- [ÉNONCÉ DU PROBLÈME]
Restituez mot pour mot le passage du texte sur l'émeute des habitants de Corbie, depuis « Les lettres suivantes, données » jusqu'à « auraient pu encourir. » inclus.

- [TEXTE À LIRE]

╭──

Biblioth. imp., cartul. noir de Corbie, fol. 3 ro.

XLVII.

LETTRES DE CHARLES, RÉGENT DU ROYAUME, AU SUJET DE LA
DERNIÈRE ÉMEUTE DES HABITANTS DE CORBIE.

Les lettres suivantes, données par Charles, régent de France, au mois d'octobre 1360, contiennent la décision solennelle de l'autorité royale dans l'affaire de l'an 1356. On y fait le récit de cette affaire tel que le présentaient les religieux, et on y rappelle les explications que donnaient les habitants de Corbie incriminés. Sur plusieurs des points en litige, la lettre du régent contient des transactions faites entre les habitants et les religieux; pour les autres, les parties sont renvoyées devant la justice compétente. Après avoir loué et approuvé l'accord conclu par les religieux d'une part et les habitants de l'autre, le régent déclare accorder à ces derniers un pardon absolu pour les excès et délits dont ils se sont rendus coupables, et leur faire remise entière des amendes ou peines corporelles qu'ils auraient pu encourir.

╰──

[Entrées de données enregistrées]
╭──

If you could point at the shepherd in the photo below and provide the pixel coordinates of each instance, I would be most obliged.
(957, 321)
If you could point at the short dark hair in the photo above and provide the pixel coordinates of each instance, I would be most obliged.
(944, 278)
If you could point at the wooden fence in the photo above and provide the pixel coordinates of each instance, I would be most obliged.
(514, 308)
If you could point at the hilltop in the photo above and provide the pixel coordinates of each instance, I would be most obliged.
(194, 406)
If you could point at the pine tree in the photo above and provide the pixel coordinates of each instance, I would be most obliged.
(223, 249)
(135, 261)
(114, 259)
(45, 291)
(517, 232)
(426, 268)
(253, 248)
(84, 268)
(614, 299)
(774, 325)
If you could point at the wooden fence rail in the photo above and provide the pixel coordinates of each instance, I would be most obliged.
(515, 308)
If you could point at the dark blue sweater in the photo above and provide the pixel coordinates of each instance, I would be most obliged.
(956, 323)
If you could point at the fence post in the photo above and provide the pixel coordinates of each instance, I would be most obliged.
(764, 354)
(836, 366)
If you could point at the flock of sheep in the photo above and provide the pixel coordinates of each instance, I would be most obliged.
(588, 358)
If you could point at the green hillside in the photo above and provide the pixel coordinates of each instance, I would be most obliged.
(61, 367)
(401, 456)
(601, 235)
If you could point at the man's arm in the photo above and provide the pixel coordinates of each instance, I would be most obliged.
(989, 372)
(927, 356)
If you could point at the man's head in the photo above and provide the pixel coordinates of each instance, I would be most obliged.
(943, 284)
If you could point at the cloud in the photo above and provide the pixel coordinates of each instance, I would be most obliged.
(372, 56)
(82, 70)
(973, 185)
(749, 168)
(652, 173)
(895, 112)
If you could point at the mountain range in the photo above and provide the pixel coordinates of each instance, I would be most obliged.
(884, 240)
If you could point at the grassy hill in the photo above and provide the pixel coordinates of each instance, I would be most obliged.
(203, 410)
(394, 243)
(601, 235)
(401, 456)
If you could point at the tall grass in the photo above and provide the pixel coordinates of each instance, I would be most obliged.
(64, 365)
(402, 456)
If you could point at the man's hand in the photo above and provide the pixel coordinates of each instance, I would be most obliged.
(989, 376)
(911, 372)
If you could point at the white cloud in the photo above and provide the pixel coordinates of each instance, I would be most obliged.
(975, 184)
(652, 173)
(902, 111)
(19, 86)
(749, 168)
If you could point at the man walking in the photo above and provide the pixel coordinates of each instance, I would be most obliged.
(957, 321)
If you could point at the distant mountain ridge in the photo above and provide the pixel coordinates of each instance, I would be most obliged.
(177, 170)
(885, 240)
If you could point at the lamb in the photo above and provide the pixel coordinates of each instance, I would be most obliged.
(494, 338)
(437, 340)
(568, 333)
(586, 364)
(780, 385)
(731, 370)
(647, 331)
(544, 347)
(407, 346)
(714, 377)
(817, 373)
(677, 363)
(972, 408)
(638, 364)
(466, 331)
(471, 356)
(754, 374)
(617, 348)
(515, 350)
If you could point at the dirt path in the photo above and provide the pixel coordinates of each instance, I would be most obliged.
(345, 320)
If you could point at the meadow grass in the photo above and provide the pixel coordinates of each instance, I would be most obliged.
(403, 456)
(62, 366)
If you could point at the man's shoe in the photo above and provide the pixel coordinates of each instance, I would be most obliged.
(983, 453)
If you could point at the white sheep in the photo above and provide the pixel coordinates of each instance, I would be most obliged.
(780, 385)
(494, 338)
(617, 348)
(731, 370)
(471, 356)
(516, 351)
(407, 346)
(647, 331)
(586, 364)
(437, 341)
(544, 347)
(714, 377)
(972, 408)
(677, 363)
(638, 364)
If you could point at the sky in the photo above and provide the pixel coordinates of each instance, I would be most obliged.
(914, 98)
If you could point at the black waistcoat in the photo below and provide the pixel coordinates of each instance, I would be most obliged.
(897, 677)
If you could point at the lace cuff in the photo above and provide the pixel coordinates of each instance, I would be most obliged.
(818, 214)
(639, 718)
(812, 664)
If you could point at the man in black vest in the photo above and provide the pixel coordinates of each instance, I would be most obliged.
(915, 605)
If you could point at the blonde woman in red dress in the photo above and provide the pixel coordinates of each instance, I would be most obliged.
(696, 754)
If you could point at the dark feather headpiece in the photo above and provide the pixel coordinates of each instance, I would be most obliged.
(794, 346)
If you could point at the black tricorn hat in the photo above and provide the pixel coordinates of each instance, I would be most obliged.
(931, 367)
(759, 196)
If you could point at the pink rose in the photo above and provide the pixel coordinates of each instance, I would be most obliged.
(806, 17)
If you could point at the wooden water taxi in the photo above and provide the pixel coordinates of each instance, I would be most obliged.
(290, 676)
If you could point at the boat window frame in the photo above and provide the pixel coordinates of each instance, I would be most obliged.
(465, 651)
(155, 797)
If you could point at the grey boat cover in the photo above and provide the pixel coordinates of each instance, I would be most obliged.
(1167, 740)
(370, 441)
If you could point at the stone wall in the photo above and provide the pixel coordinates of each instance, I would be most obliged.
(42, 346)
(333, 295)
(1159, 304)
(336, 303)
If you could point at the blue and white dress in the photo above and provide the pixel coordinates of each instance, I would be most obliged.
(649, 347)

╰──

- [RÉSULTAT FINAL]
Les lettres suivantes, données par Charles, régent de France, au mois d'octobre 1360, contiennent la décision solennelle de l'autorité royale dans l'affaire de l'an 1356. On y fait le récit de cette affaire tel que le présentaient les religieux, et on y rappelle les explications que donnaient les habitants de Corbie incriminés. Sur plusieurs des points en litige, la lettre du régent contient des transactions faites entre les habitants et les religieux; pour les autres, les parties sont renvoyées devant la justice compétente. Après avoir loué et approuvé l'accord conclu par les religieux d'une part et les habitants de l'autre, le régent déclare accorder à ces derniers un pardon absolu pour les excès et délits dont ils se sont rendus coupables, et leur faire remise entière des amendes ou peines corporelles qu'ils auraient pu encourir.